→ **TASK TO CARRY OUT**:
Below is the data. Give it again, complete and exact.

[Records from a data collection]
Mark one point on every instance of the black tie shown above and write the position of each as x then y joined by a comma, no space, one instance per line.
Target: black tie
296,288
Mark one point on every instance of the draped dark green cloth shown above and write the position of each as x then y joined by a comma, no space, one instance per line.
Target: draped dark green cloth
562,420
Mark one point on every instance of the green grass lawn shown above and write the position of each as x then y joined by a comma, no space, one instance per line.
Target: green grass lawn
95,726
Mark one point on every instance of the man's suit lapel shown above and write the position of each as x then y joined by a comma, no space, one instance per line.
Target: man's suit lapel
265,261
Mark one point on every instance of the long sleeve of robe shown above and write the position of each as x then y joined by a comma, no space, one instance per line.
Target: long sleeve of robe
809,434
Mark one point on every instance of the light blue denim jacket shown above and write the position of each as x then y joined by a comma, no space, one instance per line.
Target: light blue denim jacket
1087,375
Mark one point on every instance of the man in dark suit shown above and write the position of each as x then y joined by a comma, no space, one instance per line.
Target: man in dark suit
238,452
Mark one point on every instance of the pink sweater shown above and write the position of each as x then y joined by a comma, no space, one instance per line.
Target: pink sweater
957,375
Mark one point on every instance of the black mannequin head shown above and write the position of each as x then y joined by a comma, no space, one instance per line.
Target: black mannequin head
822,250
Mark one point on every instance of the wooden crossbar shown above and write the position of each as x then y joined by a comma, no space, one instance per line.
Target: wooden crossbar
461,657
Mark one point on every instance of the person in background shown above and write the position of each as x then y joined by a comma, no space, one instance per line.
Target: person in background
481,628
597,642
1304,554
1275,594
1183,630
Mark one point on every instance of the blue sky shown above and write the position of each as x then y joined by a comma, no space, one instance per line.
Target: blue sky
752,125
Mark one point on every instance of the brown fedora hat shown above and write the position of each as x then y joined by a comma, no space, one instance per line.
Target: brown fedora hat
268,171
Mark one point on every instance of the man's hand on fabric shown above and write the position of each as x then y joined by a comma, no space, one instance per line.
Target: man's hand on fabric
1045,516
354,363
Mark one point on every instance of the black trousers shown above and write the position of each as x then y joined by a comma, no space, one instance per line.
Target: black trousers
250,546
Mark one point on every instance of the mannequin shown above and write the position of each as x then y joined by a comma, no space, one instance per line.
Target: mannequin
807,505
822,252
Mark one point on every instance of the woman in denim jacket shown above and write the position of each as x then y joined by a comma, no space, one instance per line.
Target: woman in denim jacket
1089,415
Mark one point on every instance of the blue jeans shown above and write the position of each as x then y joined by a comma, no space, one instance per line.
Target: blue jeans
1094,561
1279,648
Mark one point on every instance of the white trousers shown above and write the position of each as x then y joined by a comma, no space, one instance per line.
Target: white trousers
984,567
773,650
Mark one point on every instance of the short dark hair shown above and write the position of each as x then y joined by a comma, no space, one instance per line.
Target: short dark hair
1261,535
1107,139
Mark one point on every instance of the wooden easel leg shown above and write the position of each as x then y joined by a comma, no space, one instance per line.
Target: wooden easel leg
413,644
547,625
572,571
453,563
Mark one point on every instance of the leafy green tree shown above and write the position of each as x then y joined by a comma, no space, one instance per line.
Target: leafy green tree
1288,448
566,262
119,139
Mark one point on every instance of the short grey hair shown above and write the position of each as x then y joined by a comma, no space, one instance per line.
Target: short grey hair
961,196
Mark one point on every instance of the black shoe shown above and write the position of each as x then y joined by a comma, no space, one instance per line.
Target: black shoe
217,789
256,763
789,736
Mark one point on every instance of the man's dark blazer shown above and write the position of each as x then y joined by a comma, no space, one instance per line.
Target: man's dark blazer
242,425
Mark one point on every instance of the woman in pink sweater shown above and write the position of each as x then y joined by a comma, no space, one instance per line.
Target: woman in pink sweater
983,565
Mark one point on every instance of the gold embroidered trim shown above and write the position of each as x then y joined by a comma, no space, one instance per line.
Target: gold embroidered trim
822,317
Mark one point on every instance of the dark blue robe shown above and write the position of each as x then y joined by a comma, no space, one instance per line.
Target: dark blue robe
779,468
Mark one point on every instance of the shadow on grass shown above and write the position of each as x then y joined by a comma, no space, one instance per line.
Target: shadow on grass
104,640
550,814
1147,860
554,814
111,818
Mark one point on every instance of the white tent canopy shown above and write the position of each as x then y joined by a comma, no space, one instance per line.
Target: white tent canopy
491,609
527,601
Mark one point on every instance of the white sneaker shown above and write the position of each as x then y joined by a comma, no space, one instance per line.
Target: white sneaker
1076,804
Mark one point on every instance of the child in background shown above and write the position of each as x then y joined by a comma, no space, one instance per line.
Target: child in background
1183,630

→ **OUTPUT FOR THIS TASK**:
Mark one point on every instance of the black tie shown above and write the position of each as x then y joined by a comma, no space, one instance per line.
Target: black tie
296,288
Mark one point on every instance of the draped dark green cloth shown above and write the position of each as x then y joined by a comma, no space, one instance per line.
Target: draped dark green cloth
562,420
Mark one point on every instance of the green grass lawn shown above and write the position of each as x then y joined by a comma, no space, one instance per line.
Target: green grass lawn
95,726
Mark one point on every instance of the man's suit lapel shown above and write the position of each as x then y joined by a comma, no space, one instance per line.
Target: man's suit lapel
265,261
Mark one point on every instance of the long sleeve of robe shown above and write the position of each as x then y joined by a comma, no space, one instance per line.
Target: long sleeve of robe
809,434
Mark one point on every instance of the light blue denim jacket shown above and write the position of each as x then y joined by a comma, no space, one instance per line.
Target: light blue denim jacket
1087,375
Mark one point on every instance of the man in dark suit shown above and write the position of each as x then y joined by a comma, no space, one instance per line.
Target: man in dark suit
238,452
Mark one point on every instance of the pink sweater shown above and write the position of each as x then y joined by a comma, no space, one instance per line.
Target: pink sweater
957,375
Mark one point on every instance of the black mannequin head shown above and write the position of each as x then y joined by a comma, no space, one instance per line.
Target: black mannequin head
822,250
Mark one point on every instance of the wooden crossbar shown above and write the position of each as x then y joined by a comma, no space, one instance per line.
Target: wooden crossbar
461,657
Mark one point on every instance of the person in background shown above and write the position of each as x then y joined by a comma, no space, one instance per line.
Target: person in background
481,628
597,642
1304,554
1275,594
1183,630
Mark one point on every instance of the blue sky shown above and write the position of each as x then y joined by a comma, no space, one instance per line.
Target: blue sky
752,125
Mark one point on every instance of the brown fedora hat shown above and write the position of each as x then y joined by a comma, no space, one instance per line.
Target: brown fedora hat
268,171
Mark one point on every instance of the man's hand on fabric shown above and write the position of each as x then y joined by a comma, no space, one instance per line.
Target: man's hand on fabric
1045,516
354,363
Mark one point on every instance of the black trousers shown above and write the position of each as x then y joined by a comma, no space, one instance per line.
Target: black trousers
250,546
Mark one point on every instance of the mannequin shown above and write the position of each as x then y joined by a comma, no space, one instance per line.
Target: mannequin
807,505
822,252
Mark one point on every instance of the woman in denim jacket shown above and write the position of each as x then y joined by a comma, no space, one instance per line.
Target: woman in denim jacket
1089,415
Mark one point on every instance of the blue jeans shown above and write the position of each as x then y joined by a comma, no space, one instance per line.
Target: blue jeans
1094,561
1279,648
Mark one point on every instance of the white trousers shown above and write the position of each as x then y joined by a comma, no space, one instance per line.
Target: white trousers
984,567
773,650
Mark one point on every instance of the short dark hair shown above and write the position of each as x then y joined by a comma, no space, one instance per line.
Target: short dark hair
1261,535
1107,139
Mark one point on every instance of the wooden easel leg shown above and write the position of each as x then y joined by a comma, no space, one instance per line.
Target: wooden easel leg
413,644
547,625
572,571
453,563
Mark one point on every instance of the leafy green tree shown above and write the position of each as x then y joined by a comma, no space, one instance per line.
Target: leafy green tree
1288,448
566,262
119,139
Mark one point on every instance of the short grey hair shown above and write the position of each as x then y joined by a comma, no space, one instance per line.
Target: short grey hair
961,196
Mark one point on every instance of the black shoe shown above and write the position of each as x then y joined by a comma, no space, one instance per line.
Target: black shoe
217,789
256,763
789,736
Mark one point on every instance of the man's dark blazer shown above and write the position of each as x then y joined by a comma, no space, one instance per line.
Target: man's dark blazer
242,425
Mark one point on every instance of the woman in pink sweater shown above and write the position of each as x then y joined by a comma, no space, one instance per line.
Target: woman in pink sweater
983,565
Mark one point on every instance of the gold embroidered trim shown above and write the position of each as x then y joined by a comma, no space, one instance per line.
Target: gold embroidered trim
822,317
Mark one point on every instance of the dark blue robe shown above and write the position of each as x then y joined by a comma, no space, one instance per line.
Target: dark blue robe
779,468
Mark one point on every instance of the shadow on grass shown above and write the position of each as x then y joined by a comma, no space, one instance per line.
Target: shadow on grass
104,640
550,814
1147,860
554,814
111,818
Mark one point on every instance of the white tent canopy shown above and write the position of each as x then y joined by a comma, no space, one instance per line.
Target: white tent canopy
491,609
527,601
Mark one point on every instance of the white sneaker shown above and write the position of each as x then y joined by a comma, no space, one instance per line.
Target: white sneaker
1076,804
Mark one point on every instance of the child in background shown above and write the position of each as x then y joined by a comma, no space, one instance per line.
Target: child in background
1183,630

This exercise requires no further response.